> _EXERCISE INSTRUCTIONS_
**A)** Answer these questions about the passage on service teaching, one per line:
(i) Who has to work together to manage the quality of the service teaching component?
(ii) Which two disciplines are given as examples of a student's home discipline?
(iii) According to the first listed positive outcome, what will broader knowledge allow students to have?
**B)** Reproduce the passage on service teaching from "- a chance to" to "from other disciplines.".

The quality of learning and teaching in a service-taught component impacts on the overall program quality and the student learning experience. For these reasons, members of the home department and the service teacher have to work together to effectively manage the quality of the service teaching component, while also taking into consideration the whole course or program.
It is essential to consider how the service component relates to the overall learning goals for the program, how it can be made maximally relevant to the students’ home discipline (eg engineering, pharmacy) and how the learning outcomes integrate with those of other core units in the program.
Some students cannot see the relevance of studying a subject or topic that seems outside their discipline area. To help them see the value of the component, you can emphasise the positive outcomes which include:
- an opportunity to gain broader knowledge, which will help to build their expertise and allow them more diverse career opportunities.
- a chance to enhance their undergraduate experience and to share knowledge and learning experiences through mixing with students from other disciplines.
- an opportunity to experience the multidisciplinary nature of their own area of study and its overlap with other research disciplines and professional pathways.

> _DATA EXCERPTS_
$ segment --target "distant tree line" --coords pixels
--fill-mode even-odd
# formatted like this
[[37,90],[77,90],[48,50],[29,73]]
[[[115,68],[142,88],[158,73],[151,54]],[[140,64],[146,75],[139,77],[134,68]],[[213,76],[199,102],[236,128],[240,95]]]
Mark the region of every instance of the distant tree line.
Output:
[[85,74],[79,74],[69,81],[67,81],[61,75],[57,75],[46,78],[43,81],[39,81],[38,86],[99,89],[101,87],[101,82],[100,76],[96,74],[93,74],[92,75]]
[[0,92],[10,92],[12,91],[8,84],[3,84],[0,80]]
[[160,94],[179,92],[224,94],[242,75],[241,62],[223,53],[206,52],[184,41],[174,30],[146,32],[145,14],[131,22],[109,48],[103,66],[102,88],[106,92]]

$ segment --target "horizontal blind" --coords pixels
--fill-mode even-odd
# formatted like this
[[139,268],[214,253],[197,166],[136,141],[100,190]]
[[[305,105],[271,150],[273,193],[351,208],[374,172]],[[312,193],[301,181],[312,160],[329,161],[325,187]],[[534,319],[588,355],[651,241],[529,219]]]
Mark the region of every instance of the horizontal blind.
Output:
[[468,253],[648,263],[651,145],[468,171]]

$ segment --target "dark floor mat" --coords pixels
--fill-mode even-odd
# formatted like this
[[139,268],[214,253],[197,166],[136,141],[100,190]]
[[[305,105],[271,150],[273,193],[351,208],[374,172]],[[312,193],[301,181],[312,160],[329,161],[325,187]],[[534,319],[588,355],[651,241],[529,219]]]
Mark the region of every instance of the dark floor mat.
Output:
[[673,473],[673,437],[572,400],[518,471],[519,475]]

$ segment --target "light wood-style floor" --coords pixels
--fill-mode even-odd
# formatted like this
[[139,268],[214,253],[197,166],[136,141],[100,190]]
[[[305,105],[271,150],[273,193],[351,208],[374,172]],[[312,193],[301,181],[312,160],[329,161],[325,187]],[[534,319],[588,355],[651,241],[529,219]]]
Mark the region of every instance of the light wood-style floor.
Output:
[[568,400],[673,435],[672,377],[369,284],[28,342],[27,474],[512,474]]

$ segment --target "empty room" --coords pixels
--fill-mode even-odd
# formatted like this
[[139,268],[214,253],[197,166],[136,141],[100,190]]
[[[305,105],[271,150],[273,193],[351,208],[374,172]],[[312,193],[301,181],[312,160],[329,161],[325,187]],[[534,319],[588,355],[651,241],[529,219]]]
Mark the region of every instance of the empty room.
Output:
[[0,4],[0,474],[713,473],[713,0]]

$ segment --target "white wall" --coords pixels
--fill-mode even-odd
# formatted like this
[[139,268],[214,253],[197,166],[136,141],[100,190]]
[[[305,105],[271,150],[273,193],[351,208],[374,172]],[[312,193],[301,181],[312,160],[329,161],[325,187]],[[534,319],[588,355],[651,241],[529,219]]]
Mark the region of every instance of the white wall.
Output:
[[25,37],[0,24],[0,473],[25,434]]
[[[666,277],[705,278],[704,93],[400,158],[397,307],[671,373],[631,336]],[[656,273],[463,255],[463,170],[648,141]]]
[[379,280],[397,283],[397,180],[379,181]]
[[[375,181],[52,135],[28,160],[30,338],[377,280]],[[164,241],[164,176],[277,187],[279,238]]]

> _ACTIVITY ANSWERS_
**A)**
(i) Members of the home department and the service teacher.
(ii) Engineering and pharmacy.
(iii) More diverse career opportunities.

**B)**
- a chance to enhance their undergraduate experience and to share knowledge and learning experiences through mixing with students from other disciplines.